Patton said MISO should reconsider its anticipated fleet evolution in its second future, use the most informed capacity expansion and generation retirement assumptions it can, evaluate energy storage alternatives to new lines, and ensure that “any estimated benefits include all of the costs incurred to realize the benefits.”

He told board members that if MISO assumes members add overwhelmingly intermittent resources, it will conclude reliability will suffer unless it adds dramatically more transmission. Patton said MISO should recognize that members will likely add energy storage components to renewable energy additions and continue to build natural gas facilities.

“I think we need to take a hard look at Future 2 as the basis before we begin this planning,” he said.

Markets Committee members said they must discuss whether it’s appropriate for them to consider MISO transmission planning decisions. The System Planning Committee of the MISO Board of Directors typically oversees MISO’s transmission planning choices.

Annual Offers in the Seasonal Capacity Market

Finally, Patton turned his attention to MISO’s first seasonal capacity auction and said MISO should establish a way for suppliers to submit annual offers and rework some of its 31-day outage limit.

He said an auction that uses only seasonal offer parameters “raises substantial challenges for participants that have annual going forward costs they must cover.”

“Suppliers with a resource that requires a capital investment to remain in operation would find it difficult to offer such costs since it will not know how many seasons in which the resource will clear,” he explained.

Patton also said MISO’s 31-day limit on non-exempt generation outages is causing some distortion in the capacity market because “a number of suppliers” this year deliberately adjusted their longer unit outages, so they straddled seasons, thereby dodging penalties.

“This can be problematic for outages that are shifted from shoulder seasons into higher-demand winter and summer seasons,” Patton said. He said MISO should figure out how it can motivate better outage scheduling.

MISO leadership will respond to Patton’s State of the Market report in December.

MISO Stakeholders Request JTIQ Cost Containment Measures

Stakeholders pressed MISO to include some form of cost containment measures for it and SPP’s Joint Targeted Interconnection Queue portfolio, weeks after the RTOs revealed that the cost estimate for the projects nearly doubled to about $2 billion.

The requests came at a June 27 special meeting to firm up the tariff additions MISO will need to incorporate in the JTIQ study and cost recovery details so it can become a repeatable process.

Stakeholders asked MISO to include some oversight or protections against cost overruns on the transmission projects in its tariff edits. MISO staff said while they’ve discussed the possibility, at this point they will likely only consider cost protections for future JTIQ portfolios. However, their position became more fluid as the meeting wore on.

MISO and SPP this month announced the costs estimate for the first, five-project JTIQ portfolio of 345 kV lines rose from a little more than $1 billion to nearly $1.9 billion. The larger figure was sent to the Department of Energy under a funding application for the agency’s Grid Resilience and Innovation Partnerships program. (See JTIQ Portfolio Cost Estimate Nearly Doubles to $1.9B.)
= = = = =
# Try it
Please quote the MISO passage above, starting with "MISO and SPP" and going on through "Doubles to $1.9B.)".
= = = = =
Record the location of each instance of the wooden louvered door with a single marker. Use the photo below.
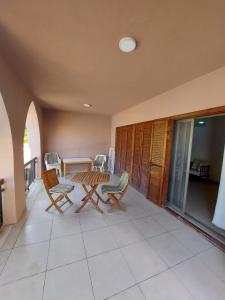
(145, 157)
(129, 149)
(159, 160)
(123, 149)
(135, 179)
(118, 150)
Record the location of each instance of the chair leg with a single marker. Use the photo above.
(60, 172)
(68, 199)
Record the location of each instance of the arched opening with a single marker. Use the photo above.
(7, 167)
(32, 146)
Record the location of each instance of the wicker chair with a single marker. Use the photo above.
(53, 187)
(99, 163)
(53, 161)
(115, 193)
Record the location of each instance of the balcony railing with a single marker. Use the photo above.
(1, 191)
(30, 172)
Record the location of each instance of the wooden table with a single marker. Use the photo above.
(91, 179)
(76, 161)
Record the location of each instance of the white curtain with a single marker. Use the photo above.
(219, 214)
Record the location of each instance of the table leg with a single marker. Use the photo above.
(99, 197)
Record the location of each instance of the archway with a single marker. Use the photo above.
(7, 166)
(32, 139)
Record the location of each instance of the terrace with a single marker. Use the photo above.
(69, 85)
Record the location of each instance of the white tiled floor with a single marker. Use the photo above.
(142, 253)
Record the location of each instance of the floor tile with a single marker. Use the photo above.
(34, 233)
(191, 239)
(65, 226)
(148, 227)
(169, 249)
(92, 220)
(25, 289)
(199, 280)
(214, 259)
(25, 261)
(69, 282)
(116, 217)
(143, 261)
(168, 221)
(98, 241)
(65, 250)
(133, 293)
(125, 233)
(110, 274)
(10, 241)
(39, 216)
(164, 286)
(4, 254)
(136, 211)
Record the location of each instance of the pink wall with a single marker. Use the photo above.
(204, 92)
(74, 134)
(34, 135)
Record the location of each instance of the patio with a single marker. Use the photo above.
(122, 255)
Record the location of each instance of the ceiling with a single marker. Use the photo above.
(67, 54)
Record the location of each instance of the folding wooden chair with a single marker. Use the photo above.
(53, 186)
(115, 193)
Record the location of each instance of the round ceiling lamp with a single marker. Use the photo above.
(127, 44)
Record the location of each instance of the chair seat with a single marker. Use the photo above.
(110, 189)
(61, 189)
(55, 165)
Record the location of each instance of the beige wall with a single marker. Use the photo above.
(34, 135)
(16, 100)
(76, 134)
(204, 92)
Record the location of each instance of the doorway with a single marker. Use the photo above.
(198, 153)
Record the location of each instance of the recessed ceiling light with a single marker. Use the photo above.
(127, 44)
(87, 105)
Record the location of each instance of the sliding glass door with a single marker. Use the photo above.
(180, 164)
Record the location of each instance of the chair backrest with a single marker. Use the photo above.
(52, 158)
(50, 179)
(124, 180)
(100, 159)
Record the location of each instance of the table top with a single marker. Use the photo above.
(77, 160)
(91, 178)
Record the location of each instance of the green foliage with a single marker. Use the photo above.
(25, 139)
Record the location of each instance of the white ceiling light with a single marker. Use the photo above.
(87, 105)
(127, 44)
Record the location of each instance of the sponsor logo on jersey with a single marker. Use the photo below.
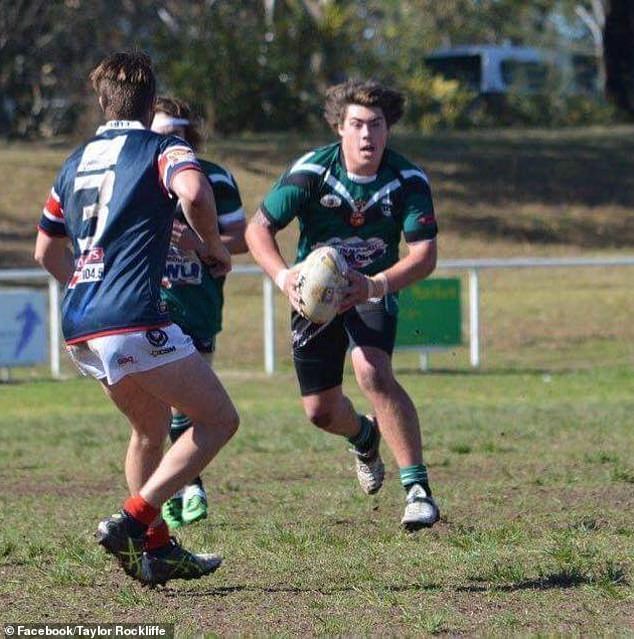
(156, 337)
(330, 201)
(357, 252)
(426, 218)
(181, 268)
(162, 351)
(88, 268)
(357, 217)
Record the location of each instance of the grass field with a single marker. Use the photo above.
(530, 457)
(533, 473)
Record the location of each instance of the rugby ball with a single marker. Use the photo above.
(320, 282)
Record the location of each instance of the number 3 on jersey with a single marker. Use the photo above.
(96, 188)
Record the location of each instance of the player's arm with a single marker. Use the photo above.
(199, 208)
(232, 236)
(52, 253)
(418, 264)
= = = = =
# Task response
MISO and SPP this month announced the costs estimate for the first, five-project JTIQ portfolio of 345 kV lines rose from a little more than $1 billion to nearly $1.9 billion. The larger figure was sent to the Department of Energy under a funding application for the agency’s Grid Resilience and Innovation Partnerships program. (See JTIQ Portfolio Cost Estimate Nearly Doubles to $1.9B.)